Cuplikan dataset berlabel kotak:
---*---
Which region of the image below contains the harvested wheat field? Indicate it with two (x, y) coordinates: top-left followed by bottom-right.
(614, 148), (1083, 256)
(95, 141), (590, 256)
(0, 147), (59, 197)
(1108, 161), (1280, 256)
---*---
Tujuan -> Sajikan semua baris catatan di atas sebagai daftar bernomor, tanpa menyertakan baris kosong.

Keluaran Tugas Ini ->
1. Which region of the image below contains the harvested wheat field? Indicate it with two (x, y) coordinates: top-left followed by bottom-right.
2. (614, 148), (1083, 256)
3. (95, 141), (590, 256)
4. (0, 147), (59, 197)
5. (1108, 161), (1280, 256)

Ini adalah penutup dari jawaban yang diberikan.